— Start of WORKING DATA —
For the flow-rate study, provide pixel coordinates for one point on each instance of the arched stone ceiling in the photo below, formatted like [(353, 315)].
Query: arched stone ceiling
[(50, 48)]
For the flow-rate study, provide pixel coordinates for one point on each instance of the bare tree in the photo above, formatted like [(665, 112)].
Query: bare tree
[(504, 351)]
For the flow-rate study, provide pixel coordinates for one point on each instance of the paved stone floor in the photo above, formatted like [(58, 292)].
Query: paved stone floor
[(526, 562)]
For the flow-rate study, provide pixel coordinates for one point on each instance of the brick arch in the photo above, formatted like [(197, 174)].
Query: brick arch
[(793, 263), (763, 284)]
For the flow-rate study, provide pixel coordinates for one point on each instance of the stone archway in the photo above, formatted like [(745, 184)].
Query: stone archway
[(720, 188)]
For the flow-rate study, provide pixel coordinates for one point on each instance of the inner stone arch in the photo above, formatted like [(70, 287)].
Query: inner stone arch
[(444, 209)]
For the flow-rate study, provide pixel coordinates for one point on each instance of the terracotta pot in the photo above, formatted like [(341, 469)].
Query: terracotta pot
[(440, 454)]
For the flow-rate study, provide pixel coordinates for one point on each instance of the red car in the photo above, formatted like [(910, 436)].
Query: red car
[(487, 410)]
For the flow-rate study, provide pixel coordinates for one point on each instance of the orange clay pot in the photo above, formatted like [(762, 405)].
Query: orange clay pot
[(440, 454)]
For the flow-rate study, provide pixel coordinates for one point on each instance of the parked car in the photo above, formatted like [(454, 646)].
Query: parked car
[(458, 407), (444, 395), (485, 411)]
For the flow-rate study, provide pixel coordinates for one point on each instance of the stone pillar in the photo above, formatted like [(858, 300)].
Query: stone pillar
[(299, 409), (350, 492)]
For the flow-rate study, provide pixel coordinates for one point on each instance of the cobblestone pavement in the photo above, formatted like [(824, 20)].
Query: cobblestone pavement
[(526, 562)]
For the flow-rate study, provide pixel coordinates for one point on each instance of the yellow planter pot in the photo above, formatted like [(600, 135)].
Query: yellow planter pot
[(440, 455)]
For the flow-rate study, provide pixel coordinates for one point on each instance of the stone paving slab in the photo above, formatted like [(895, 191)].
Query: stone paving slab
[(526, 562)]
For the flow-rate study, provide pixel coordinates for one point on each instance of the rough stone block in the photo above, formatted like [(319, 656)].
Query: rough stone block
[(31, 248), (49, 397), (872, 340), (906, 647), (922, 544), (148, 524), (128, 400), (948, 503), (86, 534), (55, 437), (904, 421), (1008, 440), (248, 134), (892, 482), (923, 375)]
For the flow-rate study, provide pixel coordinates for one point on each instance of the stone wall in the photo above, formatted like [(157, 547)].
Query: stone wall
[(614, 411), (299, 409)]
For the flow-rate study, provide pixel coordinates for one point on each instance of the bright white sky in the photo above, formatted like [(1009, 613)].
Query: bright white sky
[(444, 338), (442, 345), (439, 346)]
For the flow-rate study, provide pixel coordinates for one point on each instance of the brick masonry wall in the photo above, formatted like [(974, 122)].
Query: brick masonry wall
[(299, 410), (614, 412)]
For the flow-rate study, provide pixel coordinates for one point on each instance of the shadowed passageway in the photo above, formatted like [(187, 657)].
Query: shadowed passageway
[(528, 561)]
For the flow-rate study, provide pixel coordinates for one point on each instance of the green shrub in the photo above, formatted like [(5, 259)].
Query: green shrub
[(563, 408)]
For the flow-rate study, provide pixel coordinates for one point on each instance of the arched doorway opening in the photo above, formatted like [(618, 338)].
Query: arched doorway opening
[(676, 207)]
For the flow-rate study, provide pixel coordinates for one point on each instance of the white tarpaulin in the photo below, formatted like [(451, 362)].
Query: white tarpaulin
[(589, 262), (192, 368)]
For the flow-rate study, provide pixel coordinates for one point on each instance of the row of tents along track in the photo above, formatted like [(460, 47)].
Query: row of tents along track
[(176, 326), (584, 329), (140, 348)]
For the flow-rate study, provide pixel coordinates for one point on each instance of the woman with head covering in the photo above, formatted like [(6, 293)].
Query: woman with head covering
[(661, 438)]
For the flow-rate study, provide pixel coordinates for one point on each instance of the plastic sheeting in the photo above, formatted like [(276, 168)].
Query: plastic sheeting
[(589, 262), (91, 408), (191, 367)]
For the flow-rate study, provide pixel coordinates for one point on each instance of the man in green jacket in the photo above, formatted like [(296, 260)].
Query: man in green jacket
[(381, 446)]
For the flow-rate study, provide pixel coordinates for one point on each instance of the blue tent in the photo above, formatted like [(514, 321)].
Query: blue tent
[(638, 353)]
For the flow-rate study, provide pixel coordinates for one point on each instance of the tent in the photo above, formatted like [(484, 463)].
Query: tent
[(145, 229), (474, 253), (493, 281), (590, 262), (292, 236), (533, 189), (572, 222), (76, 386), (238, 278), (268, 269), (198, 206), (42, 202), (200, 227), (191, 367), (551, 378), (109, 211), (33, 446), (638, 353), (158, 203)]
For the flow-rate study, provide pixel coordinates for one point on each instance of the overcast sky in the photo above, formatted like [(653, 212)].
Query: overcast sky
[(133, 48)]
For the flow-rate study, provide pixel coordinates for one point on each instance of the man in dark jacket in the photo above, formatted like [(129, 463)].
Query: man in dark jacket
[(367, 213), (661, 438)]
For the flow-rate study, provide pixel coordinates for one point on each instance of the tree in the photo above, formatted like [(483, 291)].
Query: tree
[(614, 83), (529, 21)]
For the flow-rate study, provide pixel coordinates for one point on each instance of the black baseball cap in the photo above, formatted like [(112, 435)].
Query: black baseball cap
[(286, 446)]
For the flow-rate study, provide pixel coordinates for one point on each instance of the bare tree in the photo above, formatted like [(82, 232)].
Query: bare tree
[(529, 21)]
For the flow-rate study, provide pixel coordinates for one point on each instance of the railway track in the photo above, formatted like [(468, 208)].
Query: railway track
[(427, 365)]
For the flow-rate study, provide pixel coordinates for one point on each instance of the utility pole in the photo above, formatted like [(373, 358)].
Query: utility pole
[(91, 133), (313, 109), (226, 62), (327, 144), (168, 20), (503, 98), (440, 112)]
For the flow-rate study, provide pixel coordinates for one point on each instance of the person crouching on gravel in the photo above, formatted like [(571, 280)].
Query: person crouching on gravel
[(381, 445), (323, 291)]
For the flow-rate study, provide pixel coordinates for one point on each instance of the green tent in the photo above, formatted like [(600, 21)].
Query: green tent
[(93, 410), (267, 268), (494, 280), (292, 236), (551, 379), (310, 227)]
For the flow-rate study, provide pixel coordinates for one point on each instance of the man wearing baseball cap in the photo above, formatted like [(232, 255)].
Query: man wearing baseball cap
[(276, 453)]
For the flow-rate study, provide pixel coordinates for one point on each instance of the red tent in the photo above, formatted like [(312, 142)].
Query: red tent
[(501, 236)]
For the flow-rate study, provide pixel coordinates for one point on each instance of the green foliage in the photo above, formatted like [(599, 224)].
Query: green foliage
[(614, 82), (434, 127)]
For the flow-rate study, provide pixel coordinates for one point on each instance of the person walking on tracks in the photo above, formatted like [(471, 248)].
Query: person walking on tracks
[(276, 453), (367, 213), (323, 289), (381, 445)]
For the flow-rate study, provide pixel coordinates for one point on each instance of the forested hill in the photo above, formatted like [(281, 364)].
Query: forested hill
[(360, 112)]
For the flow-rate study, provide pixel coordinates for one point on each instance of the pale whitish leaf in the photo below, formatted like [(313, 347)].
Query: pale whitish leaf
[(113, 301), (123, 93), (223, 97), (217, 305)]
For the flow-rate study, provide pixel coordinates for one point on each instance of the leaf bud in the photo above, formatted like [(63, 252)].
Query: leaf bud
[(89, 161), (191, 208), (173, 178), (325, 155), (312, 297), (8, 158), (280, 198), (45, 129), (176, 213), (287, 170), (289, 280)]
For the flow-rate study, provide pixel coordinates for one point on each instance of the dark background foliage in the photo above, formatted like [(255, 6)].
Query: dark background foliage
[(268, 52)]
— End of WORKING DATA —
## CHALLENGE:
Output the rows from the line containing "like [(187, 657)]." through the line containing "[(528, 561)]" as a numbered list, skipping any blank lines.

## COMPLETE OUTPUT:
1. For the flow-rate study, provide pixel coordinates for one point on each instance of the shadowed passageway in the photo above, formatted like [(187, 657)].
2. Query: shadowed passageway
3. [(528, 561)]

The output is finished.